··· INFORMATION SHOWN ···

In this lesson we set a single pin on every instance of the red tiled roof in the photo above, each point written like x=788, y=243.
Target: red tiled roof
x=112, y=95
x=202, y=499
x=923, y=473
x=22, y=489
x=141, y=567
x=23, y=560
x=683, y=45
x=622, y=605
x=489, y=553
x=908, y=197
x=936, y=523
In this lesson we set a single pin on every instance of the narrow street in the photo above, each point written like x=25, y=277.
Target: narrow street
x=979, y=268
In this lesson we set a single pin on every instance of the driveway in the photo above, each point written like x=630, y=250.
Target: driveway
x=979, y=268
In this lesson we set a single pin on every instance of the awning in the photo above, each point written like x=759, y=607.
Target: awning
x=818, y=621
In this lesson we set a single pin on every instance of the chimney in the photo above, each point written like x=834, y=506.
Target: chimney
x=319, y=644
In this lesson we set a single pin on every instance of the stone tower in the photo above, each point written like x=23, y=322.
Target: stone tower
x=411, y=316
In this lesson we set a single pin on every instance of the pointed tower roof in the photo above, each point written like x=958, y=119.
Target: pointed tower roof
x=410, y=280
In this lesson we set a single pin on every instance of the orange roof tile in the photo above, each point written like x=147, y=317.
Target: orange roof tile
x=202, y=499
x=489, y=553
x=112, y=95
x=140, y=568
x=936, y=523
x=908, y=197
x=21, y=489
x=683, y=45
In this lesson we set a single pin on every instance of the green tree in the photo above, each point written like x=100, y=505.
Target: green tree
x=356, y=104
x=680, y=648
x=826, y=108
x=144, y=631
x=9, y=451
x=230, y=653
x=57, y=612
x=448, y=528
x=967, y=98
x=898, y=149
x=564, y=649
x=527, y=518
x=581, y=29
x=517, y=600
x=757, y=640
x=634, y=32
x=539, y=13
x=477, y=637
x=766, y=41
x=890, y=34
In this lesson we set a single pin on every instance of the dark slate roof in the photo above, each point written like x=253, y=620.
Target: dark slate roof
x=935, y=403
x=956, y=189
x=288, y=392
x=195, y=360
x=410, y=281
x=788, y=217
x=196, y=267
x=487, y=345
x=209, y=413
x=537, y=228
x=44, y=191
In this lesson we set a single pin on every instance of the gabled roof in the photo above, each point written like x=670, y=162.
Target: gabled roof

···

### GOAL OF THE EXERCISE
The expected result is an exact transcription of the lines from the one containing "Target: red tiled roof" through the end of the records above; please include both ends.

### WRITTEN ANSWER
Target: red tiled roof
x=112, y=95
x=202, y=499
x=923, y=473
x=22, y=489
x=141, y=567
x=23, y=560
x=683, y=45
x=622, y=605
x=489, y=553
x=908, y=197
x=936, y=523
In this lesson we set a single pin on every instance of the narrow street in the photo above, each point written like x=25, y=277.
Target: narrow street
x=979, y=268
In this lesson we set a single pin on every instance of the driveway in the photo above, each point written like x=630, y=250.
Target: driveway
x=979, y=268
In this lesson we set a single pin on every instance of the awning in the photo above, each point written like x=759, y=607.
Target: awning
x=818, y=621
In this lesson we set a single pin on every instance of the chimney in the photo above, each point written like x=834, y=506.
Target: chimney
x=319, y=644
In this lesson we set a single pin on every instance of the stone tower in the photo above, each point written like x=23, y=322.
Target: stone tower
x=411, y=316
In this lesson we set a single pin on every instance of the pointed tower roof in the photo above, each point written like x=958, y=119.
Target: pointed tower roof
x=410, y=280
In this lesson we set a single pin on every instance of the orange roof tile in the photo above, each point written like x=147, y=317.
Target: orange roof tile
x=202, y=499
x=489, y=553
x=112, y=95
x=140, y=568
x=936, y=523
x=908, y=197
x=21, y=489
x=683, y=45
In this lesson we set a single pin on every instance of the green tree in the photo above, each point written like x=100, y=505.
Target: green tree
x=356, y=104
x=680, y=648
x=826, y=108
x=144, y=631
x=9, y=451
x=230, y=653
x=57, y=612
x=448, y=528
x=967, y=98
x=898, y=149
x=564, y=649
x=527, y=518
x=581, y=29
x=517, y=600
x=757, y=640
x=634, y=32
x=539, y=13
x=477, y=637
x=766, y=41
x=890, y=34
In this lesson we set a single pin on every instance of the dark slate roof in the photo above, each point written like x=253, y=620.
Target: dark slate roof
x=935, y=403
x=956, y=189
x=288, y=392
x=195, y=360
x=410, y=281
x=788, y=217
x=196, y=267
x=487, y=345
x=209, y=413
x=537, y=228
x=44, y=191
In this lesson we set a single pin on every instance of the gabled roof in the photo above, each point written like x=670, y=162.
Target: gabled roof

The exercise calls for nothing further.